== Task description ==
Please output the lines shown below exactly as they appear.

##### Available records #####

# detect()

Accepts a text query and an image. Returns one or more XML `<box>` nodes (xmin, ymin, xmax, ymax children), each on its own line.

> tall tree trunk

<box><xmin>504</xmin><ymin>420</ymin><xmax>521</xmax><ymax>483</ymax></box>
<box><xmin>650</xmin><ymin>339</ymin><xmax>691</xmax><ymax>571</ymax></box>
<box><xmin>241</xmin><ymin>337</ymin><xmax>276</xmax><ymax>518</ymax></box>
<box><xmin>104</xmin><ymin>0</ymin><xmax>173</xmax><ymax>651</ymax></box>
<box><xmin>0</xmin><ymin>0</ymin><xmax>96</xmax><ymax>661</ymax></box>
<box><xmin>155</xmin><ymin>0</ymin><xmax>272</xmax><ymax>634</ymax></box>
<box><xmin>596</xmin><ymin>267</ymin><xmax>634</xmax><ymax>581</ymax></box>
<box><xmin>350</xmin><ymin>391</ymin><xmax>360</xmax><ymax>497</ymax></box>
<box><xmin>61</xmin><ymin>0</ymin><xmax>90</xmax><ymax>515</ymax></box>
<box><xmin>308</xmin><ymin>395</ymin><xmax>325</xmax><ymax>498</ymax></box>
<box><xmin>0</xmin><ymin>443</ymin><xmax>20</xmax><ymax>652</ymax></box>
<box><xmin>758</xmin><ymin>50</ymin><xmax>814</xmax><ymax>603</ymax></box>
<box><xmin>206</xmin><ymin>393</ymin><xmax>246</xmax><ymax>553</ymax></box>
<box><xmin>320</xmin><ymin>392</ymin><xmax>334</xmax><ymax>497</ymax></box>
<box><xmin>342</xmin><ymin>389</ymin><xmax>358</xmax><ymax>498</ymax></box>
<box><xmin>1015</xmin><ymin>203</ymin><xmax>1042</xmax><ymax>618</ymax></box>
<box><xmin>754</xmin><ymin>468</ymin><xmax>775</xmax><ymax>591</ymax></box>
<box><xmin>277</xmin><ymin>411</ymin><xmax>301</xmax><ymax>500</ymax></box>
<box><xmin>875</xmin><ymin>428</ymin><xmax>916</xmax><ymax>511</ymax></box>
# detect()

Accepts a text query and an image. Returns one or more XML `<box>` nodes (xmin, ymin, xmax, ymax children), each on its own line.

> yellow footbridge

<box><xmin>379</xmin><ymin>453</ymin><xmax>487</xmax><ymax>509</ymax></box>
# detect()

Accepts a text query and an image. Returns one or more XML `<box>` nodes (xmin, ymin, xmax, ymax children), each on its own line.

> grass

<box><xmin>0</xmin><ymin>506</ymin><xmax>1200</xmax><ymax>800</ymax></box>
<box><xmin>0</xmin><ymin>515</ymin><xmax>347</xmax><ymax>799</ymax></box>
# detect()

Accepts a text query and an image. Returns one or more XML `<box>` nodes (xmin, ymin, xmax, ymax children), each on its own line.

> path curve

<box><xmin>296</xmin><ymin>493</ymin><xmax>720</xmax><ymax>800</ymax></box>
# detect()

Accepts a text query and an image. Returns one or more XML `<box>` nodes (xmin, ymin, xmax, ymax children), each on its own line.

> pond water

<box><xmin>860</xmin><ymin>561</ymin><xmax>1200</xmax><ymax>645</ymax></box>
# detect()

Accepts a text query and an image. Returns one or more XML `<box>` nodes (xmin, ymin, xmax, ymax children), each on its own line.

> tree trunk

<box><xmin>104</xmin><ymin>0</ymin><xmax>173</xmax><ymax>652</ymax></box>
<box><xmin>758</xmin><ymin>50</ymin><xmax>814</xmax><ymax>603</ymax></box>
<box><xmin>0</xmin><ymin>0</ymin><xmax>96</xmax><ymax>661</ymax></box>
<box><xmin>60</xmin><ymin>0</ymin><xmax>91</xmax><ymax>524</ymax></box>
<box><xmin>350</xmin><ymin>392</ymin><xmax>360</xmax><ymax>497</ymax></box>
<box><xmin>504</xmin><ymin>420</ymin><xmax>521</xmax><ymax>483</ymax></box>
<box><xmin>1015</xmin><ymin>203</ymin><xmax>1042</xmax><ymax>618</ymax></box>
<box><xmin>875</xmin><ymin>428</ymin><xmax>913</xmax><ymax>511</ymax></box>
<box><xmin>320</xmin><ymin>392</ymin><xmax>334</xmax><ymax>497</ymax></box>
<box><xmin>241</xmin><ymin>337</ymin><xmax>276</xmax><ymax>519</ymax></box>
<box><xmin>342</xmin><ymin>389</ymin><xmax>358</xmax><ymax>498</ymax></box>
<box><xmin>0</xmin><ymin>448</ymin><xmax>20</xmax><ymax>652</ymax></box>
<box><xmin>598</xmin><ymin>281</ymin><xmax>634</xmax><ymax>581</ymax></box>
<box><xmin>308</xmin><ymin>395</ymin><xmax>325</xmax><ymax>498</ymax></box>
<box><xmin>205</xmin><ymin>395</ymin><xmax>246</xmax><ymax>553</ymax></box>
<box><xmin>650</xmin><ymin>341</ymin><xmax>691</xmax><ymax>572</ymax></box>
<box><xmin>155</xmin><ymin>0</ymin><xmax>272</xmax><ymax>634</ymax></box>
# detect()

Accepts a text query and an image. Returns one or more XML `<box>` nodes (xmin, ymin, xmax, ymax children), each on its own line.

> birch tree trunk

#####

== Solution for this exercise ==
# detect()

Accepts a text query and an image. Returns one or more XML `<box>` nodes (xmin, ymin, xmax, ymax children), each on its own line.

> tall tree trunk

<box><xmin>504</xmin><ymin>420</ymin><xmax>521</xmax><ymax>483</ymax></box>
<box><xmin>650</xmin><ymin>339</ymin><xmax>691</xmax><ymax>571</ymax></box>
<box><xmin>241</xmin><ymin>337</ymin><xmax>276</xmax><ymax>518</ymax></box>
<box><xmin>104</xmin><ymin>0</ymin><xmax>173</xmax><ymax>651</ymax></box>
<box><xmin>0</xmin><ymin>0</ymin><xmax>96</xmax><ymax>661</ymax></box>
<box><xmin>155</xmin><ymin>0</ymin><xmax>272</xmax><ymax>634</ymax></box>
<box><xmin>596</xmin><ymin>267</ymin><xmax>634</xmax><ymax>581</ymax></box>
<box><xmin>350</xmin><ymin>391</ymin><xmax>360</xmax><ymax>497</ymax></box>
<box><xmin>61</xmin><ymin>0</ymin><xmax>90</xmax><ymax>515</ymax></box>
<box><xmin>308</xmin><ymin>395</ymin><xmax>325</xmax><ymax>498</ymax></box>
<box><xmin>0</xmin><ymin>443</ymin><xmax>20</xmax><ymax>652</ymax></box>
<box><xmin>758</xmin><ymin>50</ymin><xmax>814</xmax><ymax>603</ymax></box>
<box><xmin>206</xmin><ymin>393</ymin><xmax>246</xmax><ymax>553</ymax></box>
<box><xmin>320</xmin><ymin>392</ymin><xmax>334</xmax><ymax>497</ymax></box>
<box><xmin>342</xmin><ymin>389</ymin><xmax>358</xmax><ymax>498</ymax></box>
<box><xmin>1015</xmin><ymin>203</ymin><xmax>1042</xmax><ymax>618</ymax></box>
<box><xmin>754</xmin><ymin>468</ymin><xmax>775</xmax><ymax>591</ymax></box>
<box><xmin>277</xmin><ymin>411</ymin><xmax>301</xmax><ymax>500</ymax></box>
<box><xmin>875</xmin><ymin>428</ymin><xmax>916</xmax><ymax>511</ymax></box>
# detect()

Accepts a text query and an image. Returns one or more XML `<box>` nodes (xmin, ymin, xmax, ymax children), each on its own line.

> yellow footbridge

<box><xmin>379</xmin><ymin>453</ymin><xmax>487</xmax><ymax>509</ymax></box>
# detect()

Accepts a text query and an image. Returns one or more XML `<box>` nodes (xmin, ymin, xmax, ymax children), each on its own line.

> grass

<box><xmin>0</xmin><ymin>506</ymin><xmax>1200</xmax><ymax>800</ymax></box>
<box><xmin>0</xmin><ymin>515</ymin><xmax>347</xmax><ymax>799</ymax></box>
# detect()

Accepts a text query and an image. Returns one or more XML `<box>` nodes (xmin, ymin, xmax, ymax children), each on its own line.

> path curve

<box><xmin>296</xmin><ymin>493</ymin><xmax>720</xmax><ymax>800</ymax></box>
# detect()

Accepts a text query and an image. Returns one or more XML `<box>` nodes (xmin, ymin, xmax, ymax children), each on its own line.

> pond water

<box><xmin>860</xmin><ymin>561</ymin><xmax>1200</xmax><ymax>645</ymax></box>
# detect()

Accepts a text query and an image. Returns one or more XML `<box>` nodes (xmin, ymin, xmax, ymax children), each on its own line.

> tree trunk

<box><xmin>104</xmin><ymin>0</ymin><xmax>173</xmax><ymax>652</ymax></box>
<box><xmin>758</xmin><ymin>50</ymin><xmax>814</xmax><ymax>603</ymax></box>
<box><xmin>0</xmin><ymin>0</ymin><xmax>96</xmax><ymax>661</ymax></box>
<box><xmin>60</xmin><ymin>0</ymin><xmax>91</xmax><ymax>524</ymax></box>
<box><xmin>350</xmin><ymin>392</ymin><xmax>360</xmax><ymax>497</ymax></box>
<box><xmin>504</xmin><ymin>420</ymin><xmax>521</xmax><ymax>483</ymax></box>
<box><xmin>1015</xmin><ymin>203</ymin><xmax>1042</xmax><ymax>618</ymax></box>
<box><xmin>875</xmin><ymin>428</ymin><xmax>913</xmax><ymax>511</ymax></box>
<box><xmin>320</xmin><ymin>392</ymin><xmax>334</xmax><ymax>497</ymax></box>
<box><xmin>241</xmin><ymin>337</ymin><xmax>276</xmax><ymax>519</ymax></box>
<box><xmin>342</xmin><ymin>389</ymin><xmax>358</xmax><ymax>498</ymax></box>
<box><xmin>0</xmin><ymin>448</ymin><xmax>20</xmax><ymax>652</ymax></box>
<box><xmin>598</xmin><ymin>281</ymin><xmax>634</xmax><ymax>581</ymax></box>
<box><xmin>308</xmin><ymin>395</ymin><xmax>325</xmax><ymax>498</ymax></box>
<box><xmin>205</xmin><ymin>395</ymin><xmax>246</xmax><ymax>553</ymax></box>
<box><xmin>650</xmin><ymin>341</ymin><xmax>691</xmax><ymax>572</ymax></box>
<box><xmin>155</xmin><ymin>0</ymin><xmax>272</xmax><ymax>634</ymax></box>
# detect()

Accepts a text query and an image. Returns one or more XML `<box>` nodes (xmin, ymin, xmax, ymax children), each on its own line.

> birch tree trunk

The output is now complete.